- **PROBLEM DESCRIPTION**: Every line below between the one holding "Query: white dome" and the one holding "example = [(213, 281)]", inclusive, should be copied exactly, and no other line.

DATA SHOWN Block Start

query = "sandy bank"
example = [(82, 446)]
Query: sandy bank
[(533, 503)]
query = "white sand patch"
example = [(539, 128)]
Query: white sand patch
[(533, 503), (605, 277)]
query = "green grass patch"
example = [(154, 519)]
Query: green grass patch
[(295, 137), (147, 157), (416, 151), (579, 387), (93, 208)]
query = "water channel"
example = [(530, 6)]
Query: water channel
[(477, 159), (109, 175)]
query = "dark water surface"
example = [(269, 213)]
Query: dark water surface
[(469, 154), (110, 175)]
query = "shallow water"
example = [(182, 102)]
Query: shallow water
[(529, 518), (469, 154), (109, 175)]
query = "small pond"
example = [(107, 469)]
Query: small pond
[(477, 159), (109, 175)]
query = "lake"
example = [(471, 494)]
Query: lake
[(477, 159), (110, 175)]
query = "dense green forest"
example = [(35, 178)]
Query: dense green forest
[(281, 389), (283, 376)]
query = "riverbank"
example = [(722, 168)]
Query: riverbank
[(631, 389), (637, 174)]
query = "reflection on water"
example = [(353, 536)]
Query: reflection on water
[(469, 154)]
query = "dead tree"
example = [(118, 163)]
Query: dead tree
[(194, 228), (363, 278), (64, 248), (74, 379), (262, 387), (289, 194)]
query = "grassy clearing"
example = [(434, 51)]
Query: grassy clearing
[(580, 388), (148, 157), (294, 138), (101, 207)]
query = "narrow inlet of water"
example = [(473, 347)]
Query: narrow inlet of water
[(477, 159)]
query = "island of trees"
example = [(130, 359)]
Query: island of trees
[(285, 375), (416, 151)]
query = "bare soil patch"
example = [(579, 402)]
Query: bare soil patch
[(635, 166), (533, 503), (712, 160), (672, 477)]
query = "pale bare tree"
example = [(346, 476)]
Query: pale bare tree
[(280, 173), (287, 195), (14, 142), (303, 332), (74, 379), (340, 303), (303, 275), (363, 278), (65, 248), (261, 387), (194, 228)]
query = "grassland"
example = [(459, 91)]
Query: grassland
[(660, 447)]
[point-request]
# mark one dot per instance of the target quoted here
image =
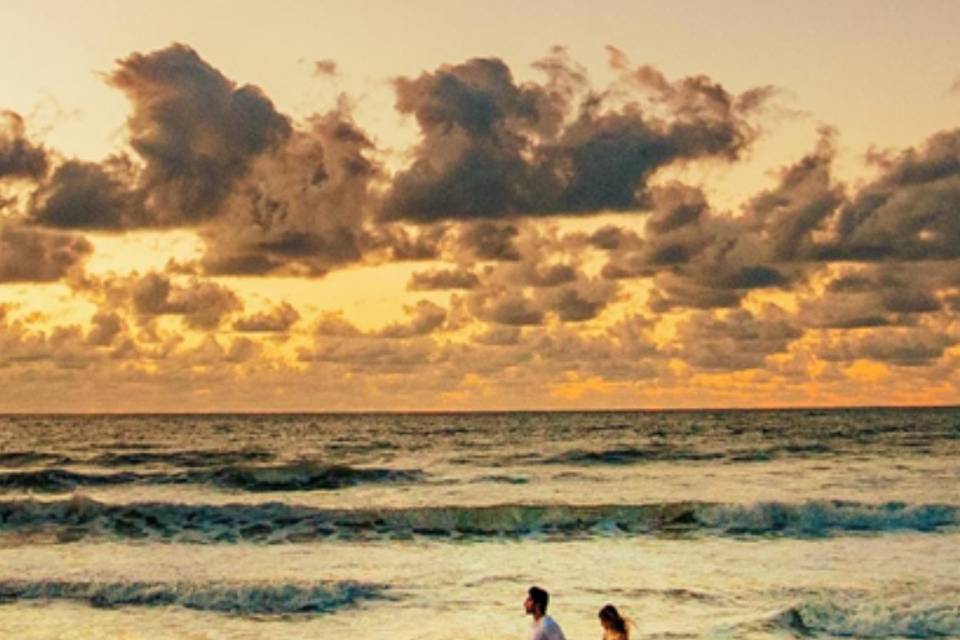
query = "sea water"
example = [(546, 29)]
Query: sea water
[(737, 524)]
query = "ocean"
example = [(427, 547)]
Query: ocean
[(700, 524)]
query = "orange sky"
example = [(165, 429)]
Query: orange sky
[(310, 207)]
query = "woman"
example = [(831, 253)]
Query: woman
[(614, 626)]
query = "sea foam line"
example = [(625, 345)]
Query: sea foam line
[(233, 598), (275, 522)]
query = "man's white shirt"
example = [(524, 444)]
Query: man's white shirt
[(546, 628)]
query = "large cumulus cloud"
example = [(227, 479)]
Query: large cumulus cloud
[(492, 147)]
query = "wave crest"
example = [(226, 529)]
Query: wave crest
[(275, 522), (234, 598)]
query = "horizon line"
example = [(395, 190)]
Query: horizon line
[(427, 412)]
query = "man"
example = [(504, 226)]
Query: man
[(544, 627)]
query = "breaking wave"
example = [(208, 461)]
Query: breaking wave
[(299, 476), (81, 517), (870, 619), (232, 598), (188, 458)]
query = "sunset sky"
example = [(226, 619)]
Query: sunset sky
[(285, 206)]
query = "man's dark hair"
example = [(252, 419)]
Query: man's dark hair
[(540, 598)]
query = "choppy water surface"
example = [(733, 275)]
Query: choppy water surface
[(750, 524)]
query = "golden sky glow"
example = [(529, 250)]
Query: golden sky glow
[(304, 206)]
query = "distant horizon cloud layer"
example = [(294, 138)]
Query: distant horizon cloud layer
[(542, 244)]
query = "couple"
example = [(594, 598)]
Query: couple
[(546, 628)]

DATA SHOWN Block End
DATA SHOWN Block Start

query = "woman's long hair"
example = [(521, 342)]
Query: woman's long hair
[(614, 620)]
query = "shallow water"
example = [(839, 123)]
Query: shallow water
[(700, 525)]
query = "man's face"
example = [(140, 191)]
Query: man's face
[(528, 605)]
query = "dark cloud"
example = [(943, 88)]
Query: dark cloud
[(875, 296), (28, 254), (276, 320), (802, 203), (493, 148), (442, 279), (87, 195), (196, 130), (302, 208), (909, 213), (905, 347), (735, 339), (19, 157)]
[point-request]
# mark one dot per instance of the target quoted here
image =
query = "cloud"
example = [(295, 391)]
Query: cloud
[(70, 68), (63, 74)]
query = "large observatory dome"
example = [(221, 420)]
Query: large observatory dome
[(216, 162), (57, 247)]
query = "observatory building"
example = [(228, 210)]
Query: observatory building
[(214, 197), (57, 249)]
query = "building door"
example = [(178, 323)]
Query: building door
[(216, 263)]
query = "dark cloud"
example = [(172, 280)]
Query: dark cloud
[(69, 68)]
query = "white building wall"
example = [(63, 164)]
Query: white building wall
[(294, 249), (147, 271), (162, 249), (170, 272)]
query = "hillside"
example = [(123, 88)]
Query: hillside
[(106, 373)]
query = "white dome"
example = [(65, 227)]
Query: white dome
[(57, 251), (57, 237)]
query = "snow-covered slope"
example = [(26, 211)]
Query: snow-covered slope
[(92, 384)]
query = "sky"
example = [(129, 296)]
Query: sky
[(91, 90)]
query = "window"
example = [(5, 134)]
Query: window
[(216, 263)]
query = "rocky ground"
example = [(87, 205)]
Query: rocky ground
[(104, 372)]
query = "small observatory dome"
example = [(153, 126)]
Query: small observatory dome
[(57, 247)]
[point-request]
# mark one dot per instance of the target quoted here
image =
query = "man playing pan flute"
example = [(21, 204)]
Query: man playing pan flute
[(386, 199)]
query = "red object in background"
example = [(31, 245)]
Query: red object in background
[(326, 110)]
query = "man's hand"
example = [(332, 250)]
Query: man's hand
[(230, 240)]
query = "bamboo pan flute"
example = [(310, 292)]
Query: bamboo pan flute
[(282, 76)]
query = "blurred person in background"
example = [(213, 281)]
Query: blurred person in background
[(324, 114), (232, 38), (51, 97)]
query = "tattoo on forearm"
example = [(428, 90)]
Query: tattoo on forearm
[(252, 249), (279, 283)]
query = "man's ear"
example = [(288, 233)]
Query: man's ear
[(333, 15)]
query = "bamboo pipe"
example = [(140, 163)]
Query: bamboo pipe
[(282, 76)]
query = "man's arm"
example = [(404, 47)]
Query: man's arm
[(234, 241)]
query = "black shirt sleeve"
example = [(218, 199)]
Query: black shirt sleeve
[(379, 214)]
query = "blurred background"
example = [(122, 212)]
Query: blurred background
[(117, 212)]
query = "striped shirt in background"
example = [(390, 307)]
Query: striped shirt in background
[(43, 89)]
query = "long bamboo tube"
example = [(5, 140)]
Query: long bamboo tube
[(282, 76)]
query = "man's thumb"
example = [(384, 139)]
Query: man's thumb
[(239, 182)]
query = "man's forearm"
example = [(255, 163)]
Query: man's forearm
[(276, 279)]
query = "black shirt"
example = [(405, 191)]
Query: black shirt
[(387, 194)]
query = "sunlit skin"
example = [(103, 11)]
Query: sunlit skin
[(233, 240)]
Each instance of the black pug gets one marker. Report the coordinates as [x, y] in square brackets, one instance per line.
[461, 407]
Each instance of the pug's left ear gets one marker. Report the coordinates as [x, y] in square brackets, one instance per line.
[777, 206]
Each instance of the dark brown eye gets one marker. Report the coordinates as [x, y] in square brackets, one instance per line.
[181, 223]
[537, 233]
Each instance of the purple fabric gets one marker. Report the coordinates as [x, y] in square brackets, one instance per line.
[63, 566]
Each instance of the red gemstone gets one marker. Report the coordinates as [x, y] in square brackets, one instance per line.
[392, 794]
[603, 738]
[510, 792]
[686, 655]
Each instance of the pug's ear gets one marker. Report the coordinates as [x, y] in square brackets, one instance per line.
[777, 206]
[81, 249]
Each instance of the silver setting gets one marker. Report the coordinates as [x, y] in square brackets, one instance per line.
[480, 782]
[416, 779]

DATA SHOWN Block End
DATA SHOWN Block Start

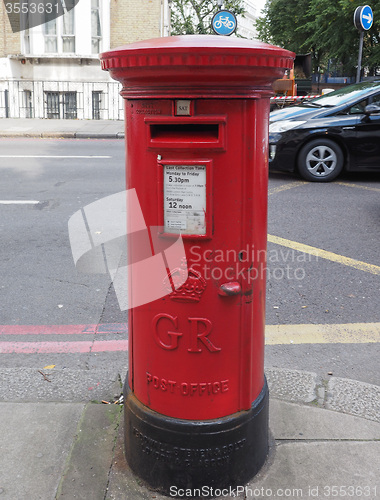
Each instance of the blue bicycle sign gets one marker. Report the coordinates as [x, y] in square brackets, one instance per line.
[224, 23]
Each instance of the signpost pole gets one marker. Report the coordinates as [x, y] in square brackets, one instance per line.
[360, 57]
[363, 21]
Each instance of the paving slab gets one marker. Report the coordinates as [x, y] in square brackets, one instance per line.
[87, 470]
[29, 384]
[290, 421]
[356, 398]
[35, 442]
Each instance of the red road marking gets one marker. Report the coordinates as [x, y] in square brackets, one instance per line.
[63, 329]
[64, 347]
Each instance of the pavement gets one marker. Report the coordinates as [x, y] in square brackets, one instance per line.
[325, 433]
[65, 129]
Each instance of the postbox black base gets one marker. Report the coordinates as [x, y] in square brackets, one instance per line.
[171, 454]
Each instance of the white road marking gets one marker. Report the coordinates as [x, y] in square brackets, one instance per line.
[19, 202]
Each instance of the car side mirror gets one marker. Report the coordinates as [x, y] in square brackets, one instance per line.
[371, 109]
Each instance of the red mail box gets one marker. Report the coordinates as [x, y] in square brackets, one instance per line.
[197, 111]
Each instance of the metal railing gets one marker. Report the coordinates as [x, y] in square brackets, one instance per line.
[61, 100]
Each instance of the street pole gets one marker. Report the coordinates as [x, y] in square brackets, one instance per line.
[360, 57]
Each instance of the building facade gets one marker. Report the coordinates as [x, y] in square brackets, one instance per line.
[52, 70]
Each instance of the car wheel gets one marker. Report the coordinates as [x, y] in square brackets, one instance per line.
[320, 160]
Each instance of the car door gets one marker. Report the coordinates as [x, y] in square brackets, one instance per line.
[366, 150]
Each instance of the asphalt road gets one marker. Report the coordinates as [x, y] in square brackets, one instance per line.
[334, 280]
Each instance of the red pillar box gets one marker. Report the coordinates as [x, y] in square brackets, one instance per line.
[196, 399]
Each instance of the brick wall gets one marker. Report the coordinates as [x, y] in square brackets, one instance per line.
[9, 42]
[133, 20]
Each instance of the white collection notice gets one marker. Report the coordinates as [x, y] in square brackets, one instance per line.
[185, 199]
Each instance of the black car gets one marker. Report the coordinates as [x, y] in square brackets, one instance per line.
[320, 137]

DATA SHOWN Block End

- **WRITTEN SOLUTION**:
Query: white dome
[(57, 251), (57, 237)]
query = "snow-covered slope"
example = [(26, 211)]
Query: snow-covered slope
[(92, 384)]
query = "sky"
example = [(129, 296)]
Query: sky
[(91, 90)]
query = "window"
example = [(5, 134)]
Query: window
[(216, 263)]
query = "rocky ground"
example = [(87, 205)]
Query: rocky ground
[(104, 372)]
query = "small observatory dome"
example = [(153, 126)]
Query: small observatory dome
[(57, 247)]
[point-request]
# mark one dot per instance of the target quoted here
image =
query = "man playing pan flute"
example = [(21, 204)]
Query: man playing pan flute
[(386, 199)]
query = "red object in background"
example = [(31, 245)]
Query: red object in background
[(326, 110)]
query = "man's hand"
example = [(332, 250)]
Query: man's hand
[(230, 240)]
query = "bamboo pan flute"
example = [(310, 292)]
Query: bamboo pan flute
[(282, 76)]
query = "blurred person in background"
example = [(213, 281)]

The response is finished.